#### [Directions for this task]
Reproduce every line of the records below verbatim, with no changes.

#### [Source material]
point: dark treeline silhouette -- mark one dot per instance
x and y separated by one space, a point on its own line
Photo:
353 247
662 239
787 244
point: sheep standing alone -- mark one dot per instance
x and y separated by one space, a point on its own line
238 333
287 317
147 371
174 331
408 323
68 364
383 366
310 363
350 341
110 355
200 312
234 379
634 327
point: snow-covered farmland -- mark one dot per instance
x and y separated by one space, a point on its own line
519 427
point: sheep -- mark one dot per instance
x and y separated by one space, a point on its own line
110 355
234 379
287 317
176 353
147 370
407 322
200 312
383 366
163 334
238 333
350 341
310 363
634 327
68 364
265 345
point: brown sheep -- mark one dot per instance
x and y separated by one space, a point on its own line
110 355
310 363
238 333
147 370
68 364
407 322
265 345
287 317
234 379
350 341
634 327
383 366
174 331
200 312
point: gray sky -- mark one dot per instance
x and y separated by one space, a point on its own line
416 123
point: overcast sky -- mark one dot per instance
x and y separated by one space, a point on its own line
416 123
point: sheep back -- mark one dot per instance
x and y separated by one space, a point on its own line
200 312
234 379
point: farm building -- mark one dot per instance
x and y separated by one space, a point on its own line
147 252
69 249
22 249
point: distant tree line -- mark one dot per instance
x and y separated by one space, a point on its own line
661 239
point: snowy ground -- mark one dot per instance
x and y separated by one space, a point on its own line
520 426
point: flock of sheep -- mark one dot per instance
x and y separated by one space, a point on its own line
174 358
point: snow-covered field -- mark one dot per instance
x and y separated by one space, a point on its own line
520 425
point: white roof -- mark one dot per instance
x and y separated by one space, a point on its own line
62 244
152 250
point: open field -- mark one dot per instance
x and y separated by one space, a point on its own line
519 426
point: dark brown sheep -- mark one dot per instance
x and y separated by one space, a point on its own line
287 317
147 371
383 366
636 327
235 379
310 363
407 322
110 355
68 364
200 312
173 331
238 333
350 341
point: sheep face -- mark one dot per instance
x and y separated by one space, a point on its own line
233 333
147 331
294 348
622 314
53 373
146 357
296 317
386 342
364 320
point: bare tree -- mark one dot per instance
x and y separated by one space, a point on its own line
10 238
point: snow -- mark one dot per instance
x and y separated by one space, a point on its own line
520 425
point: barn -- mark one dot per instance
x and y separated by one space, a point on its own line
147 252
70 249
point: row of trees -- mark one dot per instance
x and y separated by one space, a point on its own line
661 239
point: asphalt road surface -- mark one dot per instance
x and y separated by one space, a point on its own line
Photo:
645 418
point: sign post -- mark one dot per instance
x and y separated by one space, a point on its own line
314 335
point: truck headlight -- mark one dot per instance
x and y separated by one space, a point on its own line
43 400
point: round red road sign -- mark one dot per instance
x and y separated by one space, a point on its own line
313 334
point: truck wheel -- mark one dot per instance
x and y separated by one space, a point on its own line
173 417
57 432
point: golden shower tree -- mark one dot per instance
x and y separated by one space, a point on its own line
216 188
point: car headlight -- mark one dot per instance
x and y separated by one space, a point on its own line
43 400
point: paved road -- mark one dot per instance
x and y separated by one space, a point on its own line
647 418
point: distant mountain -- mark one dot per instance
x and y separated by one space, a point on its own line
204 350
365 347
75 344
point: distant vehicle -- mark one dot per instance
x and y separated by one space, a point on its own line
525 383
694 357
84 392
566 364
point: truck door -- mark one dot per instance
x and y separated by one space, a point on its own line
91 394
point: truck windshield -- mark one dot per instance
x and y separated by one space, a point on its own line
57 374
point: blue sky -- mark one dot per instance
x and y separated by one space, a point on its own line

#### [Reply to the exercise]
point: dark treeline silhouette -- mark one dot per instance
x and y separated by one space, a point on its own line
Photo:
353 247
662 239
787 244
point: sheep standing alone -- mark one dot per instance
x and y separated by one space, a point on its own line
238 333
287 317
147 371
174 331
408 323
68 364
383 366
310 363
350 341
110 355
200 312
234 379
634 327
point: snow-covered farmland -- mark one dot per instance
x and y separated by one space, a point on its own line
519 427
point: sheep -- mark one dot per instance
x and y separated by one space, a point on its own line
110 355
234 379
287 317
176 353
147 370
407 322
200 312
383 366
163 334
238 333
350 341
310 363
634 327
68 364
265 345
point: brown sheep -- mark one dot per instance
x and y separated by one space, a point on its own line
110 355
310 363
238 333
147 370
68 364
407 322
265 345
287 317
234 379
350 341
634 327
383 366
174 331
200 312
point: gray sky -- mark one dot per instance
x and y separated by one space, a point on its own line
416 123
point: overcast sky -- mark one dot per instance
x and y separated by one space, a point on its own line
416 123
point: sheep back -- mark one dot per instance
x and y separated by one space, a point on its own line
200 312
234 379
point: farm building -- mark one dot per instance
x and y separated by one space, a point on its own line
147 252
69 249
22 249
point: distant tree line -- mark one dot per instance
x and y separated by one space, a point on its own line
661 239
point: snowy ground -- mark one dot per instance
x and y separated by one space, a point on its own line
520 426
point: flock of sheep -- mark one dot per instance
x and y separated by one space, a point on its own line
174 358
point: snow-covered field -- mark one dot per instance
x and y separated by one space, a point on its own line
520 425
point: white roof -- mark one dot per instance
x and y separated by one space, a point on its own line
62 244
152 250
point: open field -- mark one dot per instance
x and y separated by one space, a point on its own line
519 426
point: dark brown sheep -- mark one dot per instance
x and y separated by one space, a point on its own line
287 317
147 371
383 366
636 327
235 379
310 363
407 322
110 355
68 364
200 312
173 331
238 333
350 341
point: sheep face -- mark one dot per instance
x and y separated by one space, a point on its own line
233 333
147 331
294 348
622 314
53 373
146 357
296 317
386 342
364 320
point: bare tree -- mark one dot per instance
x and y separated by one space, a point on its own line
10 238
point: snow -- mark one dot per instance
x and y separated by one space, a point on its own line
520 425
point: barn -- mark one dot per instance
x and y separated by one space, a point on its own line
147 252
70 249
point: row of trees -- mark one dot per instance
x and y separated by one space, a point on its own line
661 239
point: asphalt road surface -- mark one dot per instance
x and y separated by one space, a point on its own line
Photo:
645 418
point: sign post -- mark one dot per instance
x and y separated by one space, a point on its own line
314 335
point: truck headlight -- mark one dot per instance
x and y separated by one space, a point on its own line
43 400
point: round red road sign -- mark one dot per instance
x and y separated by one space, a point on its own line
313 334
point: truck wheel -- mark one dot per instance
x and y separated by one space, a point on its own line
173 417
57 432
point: golden shower tree -- mark one dot per instance
x and y separated by one space, a point on its own line
216 188
point: car headlight -- mark one dot per instance
x and y separated by one space, a point on its own line
43 400
point: paved road -- mark one dot per instance
x and y separated by one space, a point on its own line
647 418
point: distant mountain -- mark one dot per instance
x and y separated by one space, a point on its own line
204 350
365 347
75 344
point: distant vehicle -- mark one dot per instance
x and y separated by one space, a point on its own line
525 383
694 357
84 392
566 364
point: truck door -- mark one dot per instance
x and y separated by one space, a point on its own line
91 394
point: truck windshield -- mark one dot per instance
x and y separated by one space, a point on its own line
57 374
point: blue sky -- mark one dot per instance
x and y separated by one space, a point on its own line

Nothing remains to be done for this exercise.